▶ _Что нужно сделать_: Приведите заново отрывок текста о Гоголе, который начинается словами «Мы знаем, как» и заканчивается словами «красно-пегие, черно-ухие, сероухие.». Замените в нем «Собаки» на «Псы».

▶ _Исходный текст_:
::::::::::

Мы знаем, как Гоголь умел использовать свои запасы. Он знал, куда их вставить, чтобы реестры образно заиграли. Вспомним закоулок плюшкинского двора: «Горами белеет всякое дерево — шитое, точеное, лаженое и плетеное: бочки, пересеки, ушаты, лагуны, жбаны с рыльцами и без рылец, побратимы, лукошки, мыкольники, куда бабы кладут свои мочки и прочий дрязг, коробья из тонкой гнутой осины, бураки из плетеной берестки...» Собаки Ноздрева — густопсовые и чистопсовые, всех возможных цветов и мастей: муругие, черные с подпалинами, полво-пегие, муруго-пегие, красно-пегие, черно-ухие, сероухие.
И их клички: Стреляй, Обругай, Порхай, Пожар, Скосырь, Черкай, Допекай, Припекай, Северга, Касатка. Гоголь любуется пестрой многоликостью реального скопища явлений, их перечислением, дорожит каждой житейской частностью, чуя в них доподлинный запах жизни. В особенности нравились ему подробности с ярко выраженным колоритом среды. Гоголь выписывает их со всеми вариациями, в первозданной их свежести и сочности. Пойдут «переборки, распеканья, взбутетениванья и всякие должностные похлебки, которыми угощает начальник своих подчиненных». «Сольвычегодские уходили насмерть усть-сысольских, хотя и от них понесли крепкую ссадку на бока, под микитки и в подсочельник...»
Гоголь не был наивным туристом-гурманом, когда хвастался изобилием ресторанных яств в швейцарском городке и подробно излагал разговоры про еду с застольными соседями. Он оттачивал свое перо в изображении мелочей. И нам уже не кажется курьезным дословный перечень вывесок на петербургском доме. Тем более что он выписан с явным умыслом: Гоголь хочет заразить мать своими интересами, вовлечь ее в собирательство житейских мелочей. Список золоченых вывесок является своего рода инструкцией. Гоголь просит у матери (называя это величайшим одолжением) прислать ему описание наряда сельского дьячка, от верхнего платья до сапогов, и наименовать, как это все называлось у самых древних, самых закоренелых малороссиян. Нужны ему также названия платья, носимого крестьянскими девками, «до последней ленты». А также обстоятельное описание свадьбы, «не упуская наималейших подробностей». И еще о колядках, о Иване Купале, о русалках. «Это мне очень, очень нужно», — добавляет Гоголь. И мы понимаем, как это все необходимо было будущему автору «Вечеров на хуторе близ Диканьки». Склонный к постоянному, упорному, нередко даже мучительному самоанализу. Гоголь пытливо всматривался в себя, стараясь разгадать секреты своего образного дарования. И неизменно в поле его зрения возникают «мелочи».

::::::::::

▶ _Предоставленные данные_:
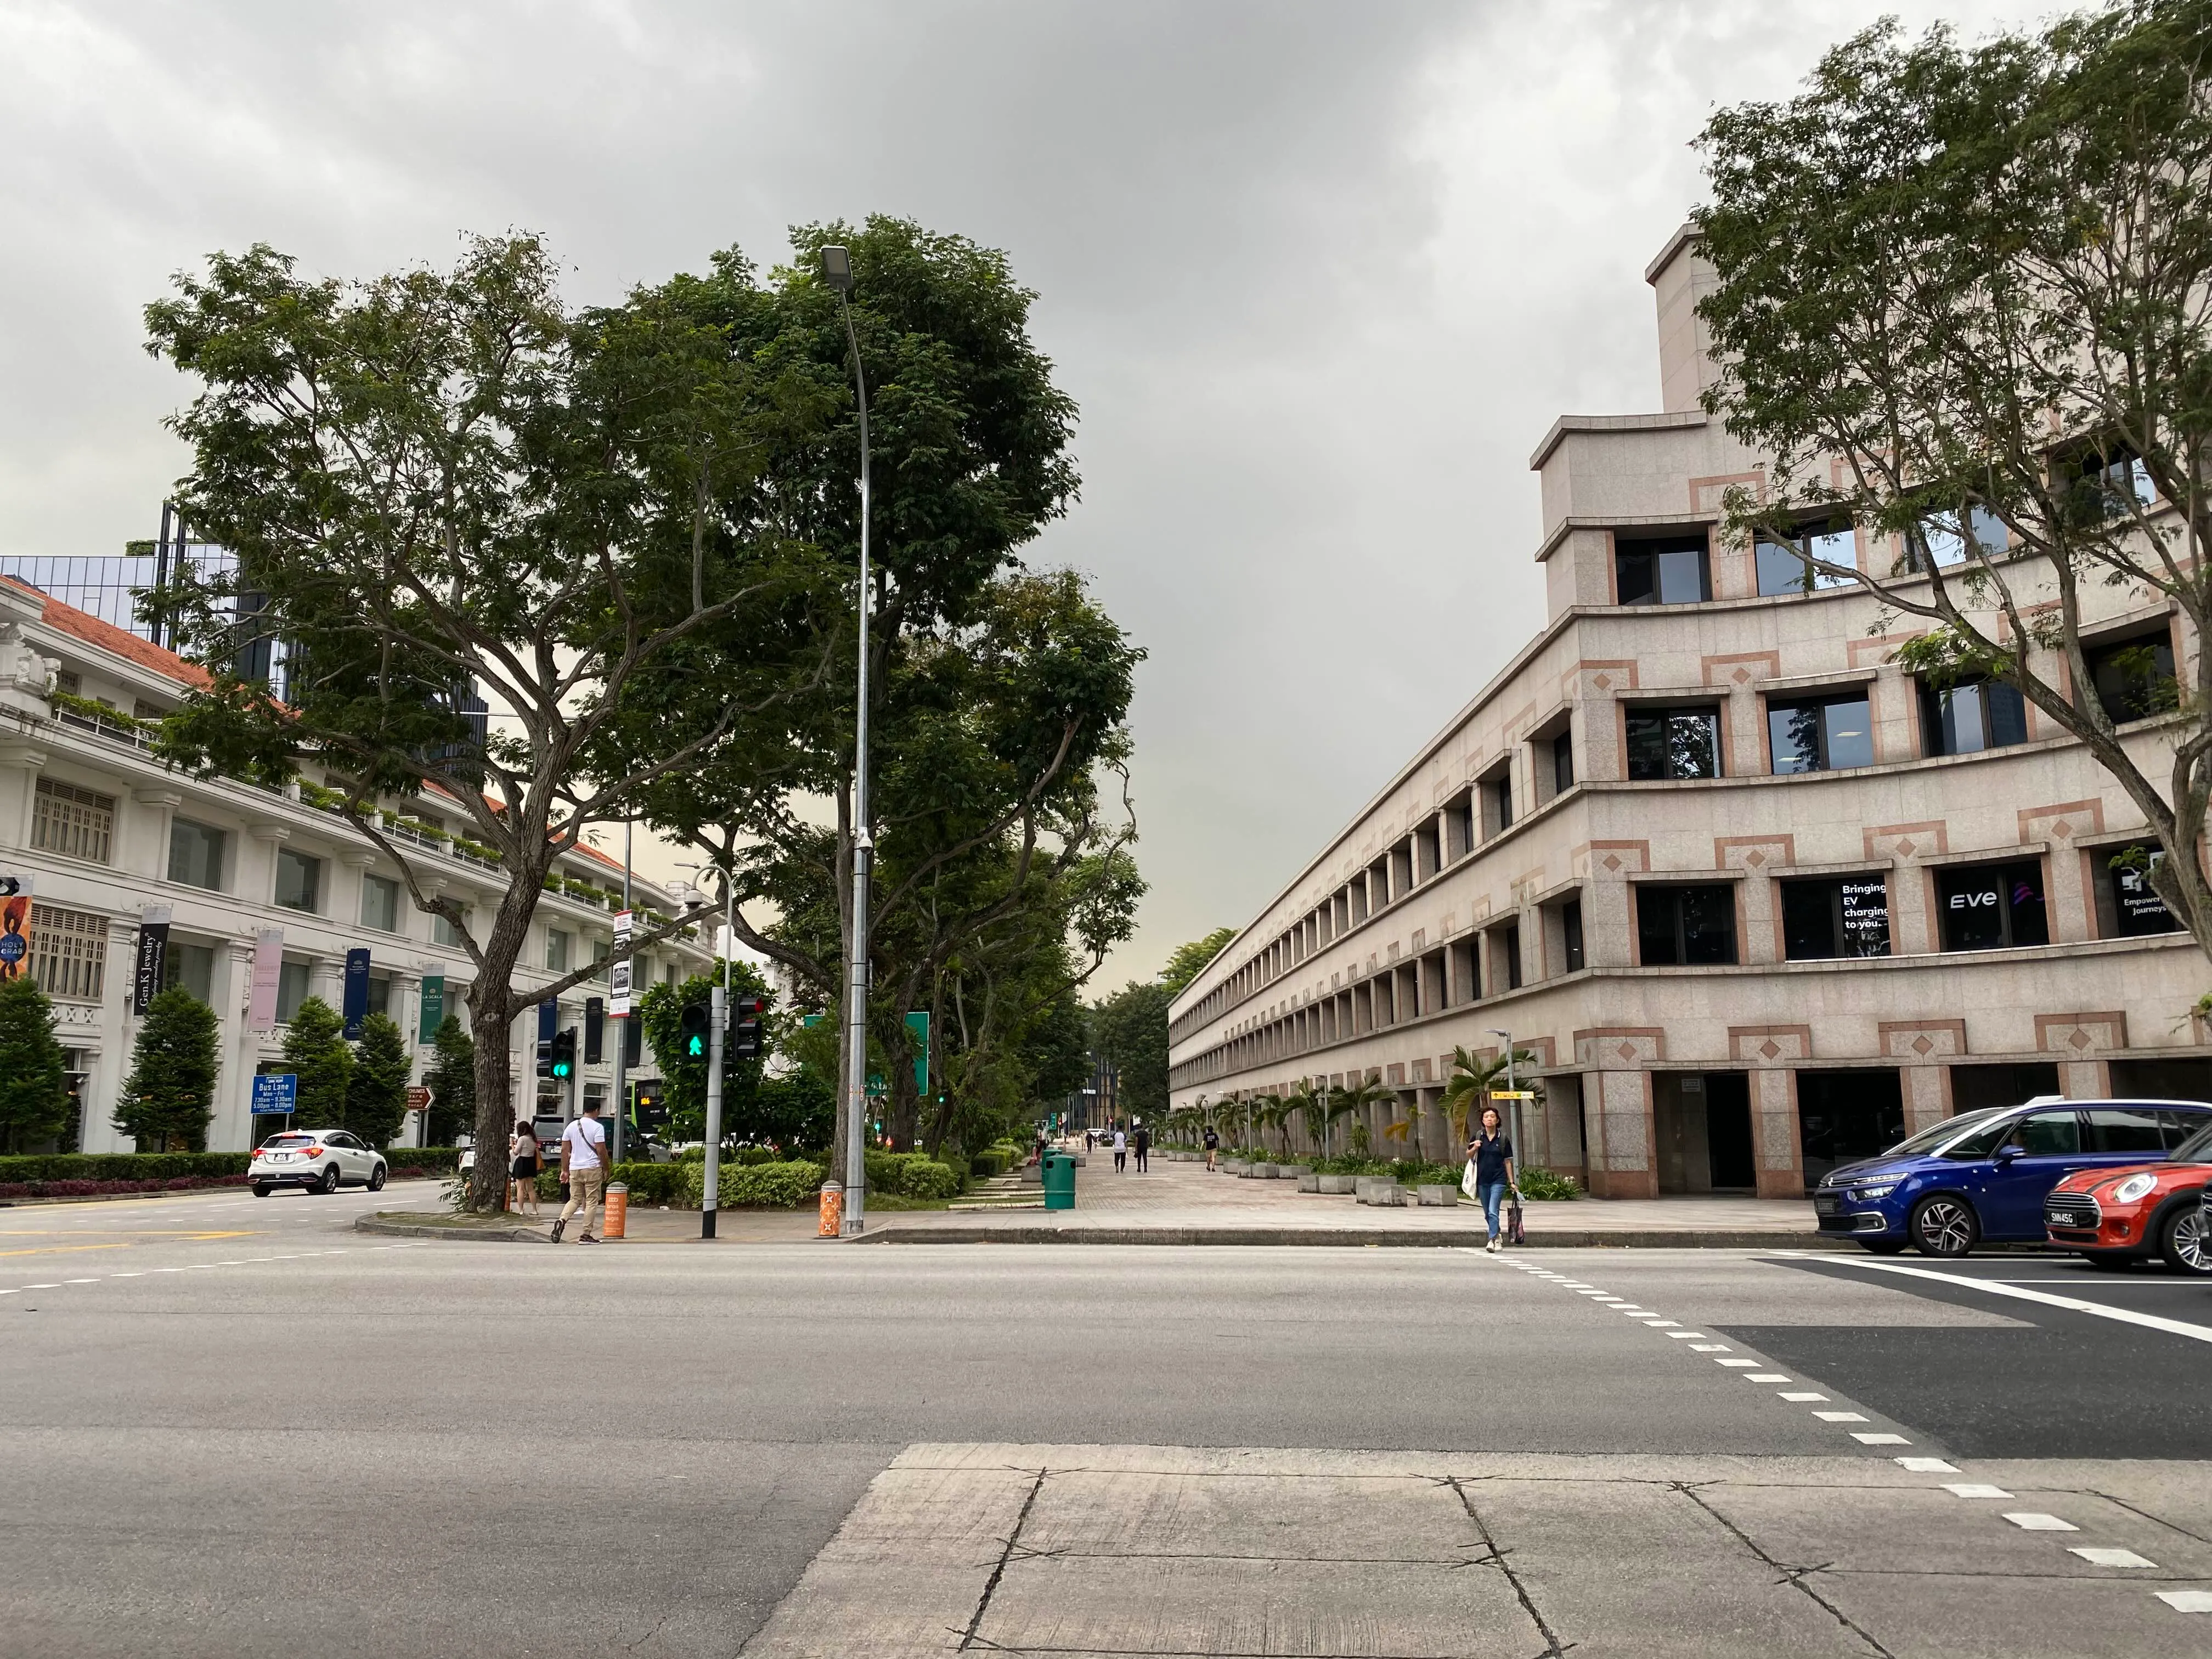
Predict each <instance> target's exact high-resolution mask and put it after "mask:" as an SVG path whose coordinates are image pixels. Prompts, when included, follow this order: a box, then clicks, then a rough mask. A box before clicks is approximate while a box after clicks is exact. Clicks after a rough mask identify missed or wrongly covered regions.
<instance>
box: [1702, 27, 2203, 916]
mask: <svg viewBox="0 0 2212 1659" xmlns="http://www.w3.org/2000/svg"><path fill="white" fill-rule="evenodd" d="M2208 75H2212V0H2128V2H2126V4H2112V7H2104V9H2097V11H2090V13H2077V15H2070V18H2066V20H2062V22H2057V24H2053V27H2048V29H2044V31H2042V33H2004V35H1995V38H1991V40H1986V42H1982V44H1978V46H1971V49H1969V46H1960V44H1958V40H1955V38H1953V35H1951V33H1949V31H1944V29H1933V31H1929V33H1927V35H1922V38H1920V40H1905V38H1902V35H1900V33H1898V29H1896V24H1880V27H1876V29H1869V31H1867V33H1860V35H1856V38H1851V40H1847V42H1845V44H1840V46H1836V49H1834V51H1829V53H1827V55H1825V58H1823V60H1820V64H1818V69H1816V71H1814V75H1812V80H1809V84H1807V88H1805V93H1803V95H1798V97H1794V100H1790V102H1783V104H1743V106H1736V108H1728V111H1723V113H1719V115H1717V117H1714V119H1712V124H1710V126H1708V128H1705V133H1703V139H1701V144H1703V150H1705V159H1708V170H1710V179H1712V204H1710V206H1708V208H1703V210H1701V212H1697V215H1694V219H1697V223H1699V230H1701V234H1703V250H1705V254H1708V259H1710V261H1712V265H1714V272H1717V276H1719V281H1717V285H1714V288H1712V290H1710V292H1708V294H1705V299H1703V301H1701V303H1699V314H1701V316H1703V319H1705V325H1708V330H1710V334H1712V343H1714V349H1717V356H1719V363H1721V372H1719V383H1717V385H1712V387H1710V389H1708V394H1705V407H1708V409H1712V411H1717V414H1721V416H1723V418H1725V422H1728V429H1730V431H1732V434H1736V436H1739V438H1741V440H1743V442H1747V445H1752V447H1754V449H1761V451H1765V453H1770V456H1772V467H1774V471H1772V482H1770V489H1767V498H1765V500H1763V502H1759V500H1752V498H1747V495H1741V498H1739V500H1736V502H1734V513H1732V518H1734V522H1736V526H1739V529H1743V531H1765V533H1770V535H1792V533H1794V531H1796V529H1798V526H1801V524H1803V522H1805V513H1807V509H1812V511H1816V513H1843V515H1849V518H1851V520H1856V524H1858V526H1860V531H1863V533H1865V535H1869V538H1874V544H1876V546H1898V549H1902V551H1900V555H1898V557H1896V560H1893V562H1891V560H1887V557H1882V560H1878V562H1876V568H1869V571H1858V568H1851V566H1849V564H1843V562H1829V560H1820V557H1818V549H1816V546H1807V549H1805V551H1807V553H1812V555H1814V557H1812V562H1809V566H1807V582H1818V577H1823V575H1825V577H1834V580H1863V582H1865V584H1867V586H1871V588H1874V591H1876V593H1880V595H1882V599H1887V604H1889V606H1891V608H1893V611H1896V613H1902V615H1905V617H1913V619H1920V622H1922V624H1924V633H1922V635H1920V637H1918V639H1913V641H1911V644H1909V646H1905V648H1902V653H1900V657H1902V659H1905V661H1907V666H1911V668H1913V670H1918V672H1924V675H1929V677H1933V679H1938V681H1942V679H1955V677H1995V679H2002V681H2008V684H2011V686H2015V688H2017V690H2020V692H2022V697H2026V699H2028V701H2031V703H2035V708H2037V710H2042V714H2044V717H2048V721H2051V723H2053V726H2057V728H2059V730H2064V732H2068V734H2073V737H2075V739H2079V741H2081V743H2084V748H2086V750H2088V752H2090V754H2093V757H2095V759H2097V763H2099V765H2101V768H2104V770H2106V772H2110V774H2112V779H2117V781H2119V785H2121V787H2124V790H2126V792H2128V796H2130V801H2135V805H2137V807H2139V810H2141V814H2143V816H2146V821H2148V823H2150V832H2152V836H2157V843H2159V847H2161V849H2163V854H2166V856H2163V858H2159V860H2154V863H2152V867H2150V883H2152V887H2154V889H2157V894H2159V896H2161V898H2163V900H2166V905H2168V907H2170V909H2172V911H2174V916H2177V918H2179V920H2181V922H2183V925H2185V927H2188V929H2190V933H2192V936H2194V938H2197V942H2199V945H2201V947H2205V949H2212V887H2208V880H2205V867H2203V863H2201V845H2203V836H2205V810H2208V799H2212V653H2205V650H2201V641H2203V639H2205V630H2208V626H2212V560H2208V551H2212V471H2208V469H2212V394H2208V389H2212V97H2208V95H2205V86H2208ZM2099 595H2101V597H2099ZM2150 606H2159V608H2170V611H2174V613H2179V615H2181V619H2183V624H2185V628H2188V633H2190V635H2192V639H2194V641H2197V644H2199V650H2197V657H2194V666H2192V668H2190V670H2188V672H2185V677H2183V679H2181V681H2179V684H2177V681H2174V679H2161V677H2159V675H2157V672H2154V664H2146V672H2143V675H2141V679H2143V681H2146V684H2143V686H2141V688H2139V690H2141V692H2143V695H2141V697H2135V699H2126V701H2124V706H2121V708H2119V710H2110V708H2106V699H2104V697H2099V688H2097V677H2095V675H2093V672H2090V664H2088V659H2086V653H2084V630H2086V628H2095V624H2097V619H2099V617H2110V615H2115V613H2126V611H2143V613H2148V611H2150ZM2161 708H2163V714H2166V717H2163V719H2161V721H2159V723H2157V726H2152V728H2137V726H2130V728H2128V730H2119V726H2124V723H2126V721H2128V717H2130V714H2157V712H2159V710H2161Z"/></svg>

::::::::::

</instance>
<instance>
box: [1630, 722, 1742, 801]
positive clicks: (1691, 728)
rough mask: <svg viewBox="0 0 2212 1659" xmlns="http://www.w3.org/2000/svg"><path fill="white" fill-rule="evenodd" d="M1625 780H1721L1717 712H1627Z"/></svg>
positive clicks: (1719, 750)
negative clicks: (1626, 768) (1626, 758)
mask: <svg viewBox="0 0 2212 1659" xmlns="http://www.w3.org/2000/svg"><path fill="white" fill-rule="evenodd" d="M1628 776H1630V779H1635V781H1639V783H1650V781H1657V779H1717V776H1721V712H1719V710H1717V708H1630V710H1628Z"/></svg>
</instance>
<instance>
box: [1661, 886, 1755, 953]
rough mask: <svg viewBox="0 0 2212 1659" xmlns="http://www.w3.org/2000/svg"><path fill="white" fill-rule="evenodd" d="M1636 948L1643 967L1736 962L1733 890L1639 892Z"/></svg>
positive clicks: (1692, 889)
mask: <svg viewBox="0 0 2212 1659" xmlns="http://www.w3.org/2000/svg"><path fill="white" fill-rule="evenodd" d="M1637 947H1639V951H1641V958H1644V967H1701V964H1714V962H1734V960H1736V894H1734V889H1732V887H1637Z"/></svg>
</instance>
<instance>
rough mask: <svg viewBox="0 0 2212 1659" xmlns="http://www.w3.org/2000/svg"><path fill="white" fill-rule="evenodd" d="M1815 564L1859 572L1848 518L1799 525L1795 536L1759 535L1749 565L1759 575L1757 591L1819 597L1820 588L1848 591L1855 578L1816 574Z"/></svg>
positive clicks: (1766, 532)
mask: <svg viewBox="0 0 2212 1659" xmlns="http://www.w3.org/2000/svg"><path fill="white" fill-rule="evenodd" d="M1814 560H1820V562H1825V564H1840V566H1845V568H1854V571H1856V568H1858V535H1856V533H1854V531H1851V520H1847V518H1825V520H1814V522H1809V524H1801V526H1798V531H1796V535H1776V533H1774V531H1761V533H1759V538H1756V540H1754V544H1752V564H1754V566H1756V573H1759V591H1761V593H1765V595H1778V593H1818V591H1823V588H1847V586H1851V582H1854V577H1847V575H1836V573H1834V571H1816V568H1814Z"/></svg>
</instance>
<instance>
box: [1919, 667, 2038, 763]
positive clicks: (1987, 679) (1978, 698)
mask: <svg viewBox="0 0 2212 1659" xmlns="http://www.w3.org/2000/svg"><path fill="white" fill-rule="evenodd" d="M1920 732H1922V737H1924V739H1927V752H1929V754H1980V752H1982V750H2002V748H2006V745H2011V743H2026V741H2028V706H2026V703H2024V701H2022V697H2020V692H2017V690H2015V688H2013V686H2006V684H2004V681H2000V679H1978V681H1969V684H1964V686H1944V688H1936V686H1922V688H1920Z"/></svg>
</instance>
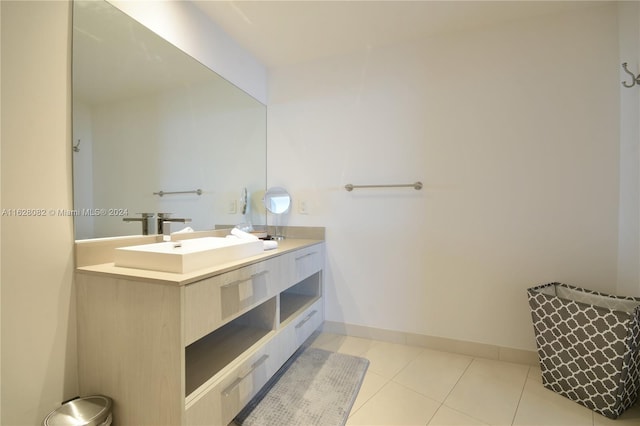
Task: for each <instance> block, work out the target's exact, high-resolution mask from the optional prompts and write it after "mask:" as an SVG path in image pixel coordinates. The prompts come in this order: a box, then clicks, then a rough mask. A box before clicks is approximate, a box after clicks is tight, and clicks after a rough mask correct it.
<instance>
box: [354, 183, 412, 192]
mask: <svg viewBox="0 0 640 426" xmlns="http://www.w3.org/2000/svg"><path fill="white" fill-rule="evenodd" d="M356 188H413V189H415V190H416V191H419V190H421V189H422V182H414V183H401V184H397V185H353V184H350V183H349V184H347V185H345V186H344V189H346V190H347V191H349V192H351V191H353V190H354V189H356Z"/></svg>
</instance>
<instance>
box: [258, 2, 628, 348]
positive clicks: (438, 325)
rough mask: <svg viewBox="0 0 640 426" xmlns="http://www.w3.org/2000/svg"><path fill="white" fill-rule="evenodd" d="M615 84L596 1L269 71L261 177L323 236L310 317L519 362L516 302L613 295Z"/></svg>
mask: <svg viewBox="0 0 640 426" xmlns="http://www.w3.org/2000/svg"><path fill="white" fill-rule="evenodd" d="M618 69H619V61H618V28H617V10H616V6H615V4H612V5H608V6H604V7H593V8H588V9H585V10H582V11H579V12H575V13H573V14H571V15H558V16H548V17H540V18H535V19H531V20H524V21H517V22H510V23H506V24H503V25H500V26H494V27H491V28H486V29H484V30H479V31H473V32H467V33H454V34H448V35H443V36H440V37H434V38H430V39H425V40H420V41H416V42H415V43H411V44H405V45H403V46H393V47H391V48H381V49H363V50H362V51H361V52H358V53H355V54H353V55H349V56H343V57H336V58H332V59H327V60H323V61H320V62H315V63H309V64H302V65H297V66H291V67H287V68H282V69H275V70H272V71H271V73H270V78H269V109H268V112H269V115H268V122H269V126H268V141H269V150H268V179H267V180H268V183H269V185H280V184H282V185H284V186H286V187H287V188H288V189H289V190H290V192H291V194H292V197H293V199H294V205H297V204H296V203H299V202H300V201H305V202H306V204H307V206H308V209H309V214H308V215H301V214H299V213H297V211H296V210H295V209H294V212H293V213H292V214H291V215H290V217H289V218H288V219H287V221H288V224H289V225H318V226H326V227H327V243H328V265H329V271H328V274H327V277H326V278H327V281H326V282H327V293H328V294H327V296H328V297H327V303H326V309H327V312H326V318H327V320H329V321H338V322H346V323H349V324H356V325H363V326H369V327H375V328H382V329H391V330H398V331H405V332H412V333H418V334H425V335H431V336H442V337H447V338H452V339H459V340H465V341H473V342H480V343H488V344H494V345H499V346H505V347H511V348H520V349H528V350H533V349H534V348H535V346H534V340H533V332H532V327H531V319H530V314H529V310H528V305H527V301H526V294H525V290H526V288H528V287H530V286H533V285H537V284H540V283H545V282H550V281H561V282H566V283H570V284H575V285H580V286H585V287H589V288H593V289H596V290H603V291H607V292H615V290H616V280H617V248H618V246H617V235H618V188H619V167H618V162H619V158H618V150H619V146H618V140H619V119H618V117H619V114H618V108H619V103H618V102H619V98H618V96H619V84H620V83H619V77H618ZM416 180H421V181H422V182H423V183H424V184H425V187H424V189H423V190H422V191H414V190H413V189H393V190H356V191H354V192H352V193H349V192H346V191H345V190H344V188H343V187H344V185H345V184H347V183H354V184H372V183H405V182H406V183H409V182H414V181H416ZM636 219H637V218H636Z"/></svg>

::::::::::

▶ _Ответ на задание_:
Мы знаем, как Гоголь умел использовать свои запасы. Он знал, куда их вставить, чтобы реестры образно заиграли. Вспомним закоулок плюшкинского двора: «Горами белеет всякое дерево — шитое, точеное, лаженое и плетеное: бочки, пересеки, ушаты, лагуны, жбаны с рыльцами и без рылец, побратимы, лукошки, мыкольники, куда бабы кладут свои мочки и прочий дрязг, коробья из тонкой гнутой осины, бураки из плетеной берестки...» Псы Ноздрева — густопсовые и чистопсовые, всех возможных цветов и мастей: муругие, черные с подпалинами, полво-пегие, муруго-пегие, красно-пегие, черно-ухие, сероухие.